(WHAT TO WORK ON) Render the rows below as a JSON list of strings, with one string per line and blank lines omitted. Leave the pictures out.

(LISTING)
◇ ◇ ◇ ◇ ◇
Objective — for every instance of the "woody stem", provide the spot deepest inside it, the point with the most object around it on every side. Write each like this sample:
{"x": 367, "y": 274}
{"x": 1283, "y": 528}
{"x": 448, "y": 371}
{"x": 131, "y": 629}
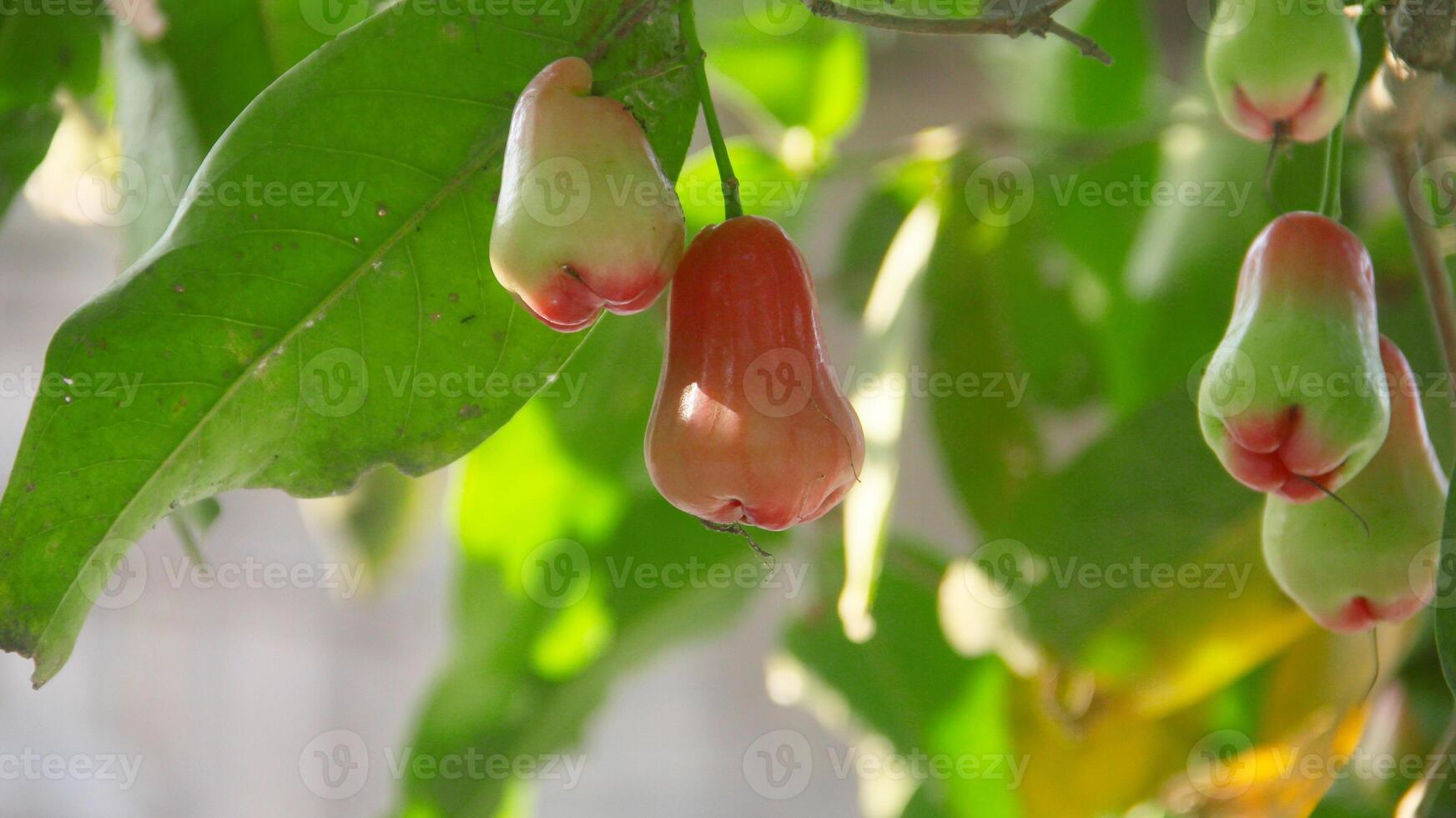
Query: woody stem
{"x": 696, "y": 58}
◇ ◇ ◇ ◇ ◇
(ANSWER TO THE PROBLEM)
[
  "Objective — for every instance of the \"woody stem\", provide the spot deepest inside it, the point with the most object around it on every side. Write each like this sample:",
  "{\"x\": 367, \"y\": 274}",
  "{\"x\": 1283, \"y\": 528}",
  "{\"x\": 448, \"y\": 371}",
  "{\"x\": 131, \"y\": 629}",
  "Query: woody stem",
  "{\"x\": 696, \"y\": 58}"
]